-- PROBLEM A --
Return the part of the passage on the Vigenère Cipher that starts at "For longer messages, the" and ends at "with parameter key_i.".

-- PAGE EXCERPT --

For longer messages, the keyword is repeated for the length of the message. Here lies the immediate weakness of the Vigenère Cipher. There are several attacks including Kasiski and Friedman which exploit this weakness. Once the key length, k, is discovered, the periodicity ensures that every kth element, i, is a Caesar Shift with parameter key_i.

Through the process of elimination, we have settled upon a polyalphabetic cipher for our unknown texts. However, running both the Kasiski and Friedman Index of Coincidence attacks does not give consistent results in determining the key length. Either we have made a mistake in our classification, or, the cipher we are dealing with does not have some constant period. There are variants of the Vigenère Cipher such as Autokey and Running-Key which remove some of the periodicity and render the above attacks unsuccessful (Practical Cryptography, 2017). In the next section, we discuss some variants of the Vigenère Cipher. In particular, we delay the discussion on Running-Key Ciphers since they are much more complex and require significantly more effort to analyze. We will leave such cipher as a last resort and discuss it in more detail in the related ciphers section along with modern Stream Ciphers (§5.2).

Lines of data:
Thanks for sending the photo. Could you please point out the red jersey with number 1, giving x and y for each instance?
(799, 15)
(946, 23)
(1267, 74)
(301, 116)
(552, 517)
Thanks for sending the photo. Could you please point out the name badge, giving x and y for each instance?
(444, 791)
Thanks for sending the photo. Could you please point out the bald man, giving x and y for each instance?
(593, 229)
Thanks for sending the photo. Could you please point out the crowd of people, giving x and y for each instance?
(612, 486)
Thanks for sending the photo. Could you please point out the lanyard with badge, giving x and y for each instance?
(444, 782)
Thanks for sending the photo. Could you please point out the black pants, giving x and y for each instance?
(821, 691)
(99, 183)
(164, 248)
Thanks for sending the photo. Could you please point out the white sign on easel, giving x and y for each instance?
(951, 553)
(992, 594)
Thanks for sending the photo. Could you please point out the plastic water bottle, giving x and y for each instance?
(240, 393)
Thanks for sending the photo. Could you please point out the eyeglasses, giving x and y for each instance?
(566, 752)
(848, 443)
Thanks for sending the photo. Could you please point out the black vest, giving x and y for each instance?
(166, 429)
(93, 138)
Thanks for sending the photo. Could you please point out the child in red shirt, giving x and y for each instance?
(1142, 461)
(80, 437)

-- PROBLEM B --
In the records, starting at the line that contains "eyeglasses, giving x and y for each instance?" and ending at the end of the records, swap "point out" for "locate" and give those lines back with nothing else altered.

-- WORKED ANSWER A --
For longer messages, the keyword is repeated for the length of the message. Here lies the immediate weakness of the Vigenère Cipher. There are several attacks including Kasiski and Friedman which exploit this weakness. Once the key length, k, is discovered, the periodicity ensures that every kth element, i, is a Caesar Shift with parameter key_i.

-- WORKED ANSWER B --
Thanks for sending the photo. Could you please locate the eyeglasses, giving x and y for each instance?
(566, 752)
(848, 443)
Thanks for sending the photo. Could you please locate the black vest, giving x and y for each instance?
(166, 429)
(93, 138)
Thanks for sending the photo. Could you please locate the child in red shirt, giving x and y for each instance?
(1142, 461)
(80, 437)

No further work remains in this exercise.